■ Exercice
Poursuivez le texte sur le Théâtre du Radeau en reprenant juste après sa dernière phrase.

■ Document
« Ici il n’y a que du théâtre et dans sa forme pourrait-on dire presque archaïque à traits coupants »
François Tanguy, Programme des CANTATES, 2001.
LE THÉÂTRE DU RADEAU n’est pas un « théâtre choral » au sens où l’on entend ordinairement ce terme ; on pourrait même le croire son exact opposé. Lorsque le Théâtre du Soleil a accueilli la reprise des CANTATES à la fin de l’année 2001, les spectateurs fidèles au travail d’Ariane Mnouchkine ont été chaleureusement invités à aller découvrir le spectacle, mais aussi avertis, dans le même message, que la forme artistique proposée était très différente de celle dont ils avaient l’habitude. S’il pouvait y avoir maldonne, c’est que, pour tenter d’évoquer l’originalité de la troupe animée par François Tanguy, on recourt souvent au registre de la choralité, décliné en trois thématiques. Esthétique : les critiques, même les plus sévères, admirent le « chœur » des comédiens. Sociale : la troupe – dont l’existence elle-même a quelque chose de « choral » – est activement engagée dans la vie politique (nationale et internationale); on évoque le théâtre grec et le rapport à la Cité. Philosophique : l’idée de la communauté fait l’objet d’une réflexion permanente et d’une reformulation dans les textes de François Tanguy. L’organisation de la vie du Radeau (la Fonderie, le Campement) témoigne d’un souci de rencontres. La question « Comment vivre ensemble ? » était devenue une sorte de sous-titre ou un exergue officieux du spectacle CHORAL.
Sur le plan théâtral, le hiatus est patent. Alors que le « théâtre choral » se fonde sur le caractère tout uniment positif de la dimension collective, sur la scène et hors de la scène, et s’organise en une adresse, une ouverture de groupe à groupe, les spectacles du Radeau sont scéniquement énigmatiques et ne visent jamais le public en tant qu’ensemble connu d’avance (la méfiance pour les images s’étend à celles concernant l’identité de l’auditoire). « Ce n’est pas dans l’individu mais dans le chœur que réside la vérité » : la célèbre phrase de Kafka fréquemment évoquée à propos de CHORAL, création nourrie entre toutes par l’écriture kafkaïenne, n’a pas toujours été comprise. Elle n’est pas un éloge du chœur, un choix simple du chœur contre l’individu. Elle énonce un constat, tragique, reformulé et éclairé par Marthe Robert dans l’introduction de l’édition française du Journal : « Si la vérité est contenue dans l’indissoluble unité du monde humain, hors duquel la vie est absurde et morcelée, l’individu seul n’a pas d’existence vraie, l’isolement n’est qu’une folie, la solitude n’est qu’un refuge trompeur, une fuite devant les responsabilités de la vie. » Parce que seule l’autonomie, personnelle, singulière, permet de créer et de vivre autre chose qu’un semblant de vie, la tâche – épuisante – du poète consistera à « faire […] un pont entre sa singularité et le commun des hommes1 ». Cette tension est constitutive de la poétique du Radeau pour qui le spectateur n’est pas moins qu’un poète. Elle se lit dans l’histoire déjà longue de ses formes, les réalisations naissant les unes des autres par accroissement du singulier à partir d’une base de plus en plus commune. Ce qui dans ce travail pourra être « choral » ne se rattachera donc à aucune évidence de formation communautaire, mais, d’une façon plus tourmentée, plus laborieuse, plus négative, à l’entêtement dans l’idée selon laquelle le théâtre est le premier et dernier lieu à réunir des solitudes qu’il aura d’abord suscitées.

■ Données fournies

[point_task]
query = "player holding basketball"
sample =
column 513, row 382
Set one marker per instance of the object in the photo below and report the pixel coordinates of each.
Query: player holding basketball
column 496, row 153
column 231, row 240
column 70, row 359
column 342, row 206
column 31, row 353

■ Corrigé
Les éléments d’une poétique chorale
La façon dont l’aventure du Radeau a été traversée par le motif de la choralité est lisible dans la suite des titres de spectacles : 1991, CHANT DU BOUC (développement étymologique du mot tragoidia ; tragoidos signifie « membre d’un chœur tragique »); 1994, CHORAL (mot où jouent plusieurs mots : un choral [« chant religieux », « composition pour orgue, clavecin, etc. sur le thème d’un choral »], une chorale, [un élément] choral); 1998, ORPHÉON (autre jeu, effet de double sens : société de chant amateur, et rappel de la lyre d’Orphée); 2001, LES CANTATES (cantate : « quelque chose qui se chante », « air à une ou plusieurs voix, avec accompagnement d’instruments », « prédication en musique »). À partir de cette simple déclinaison du thème, deux phénomènes peuvent être soulignés : l’approche remarquablement concrète de la notion ; le déplacement sensible du champ théâtral originel vers le champ musical.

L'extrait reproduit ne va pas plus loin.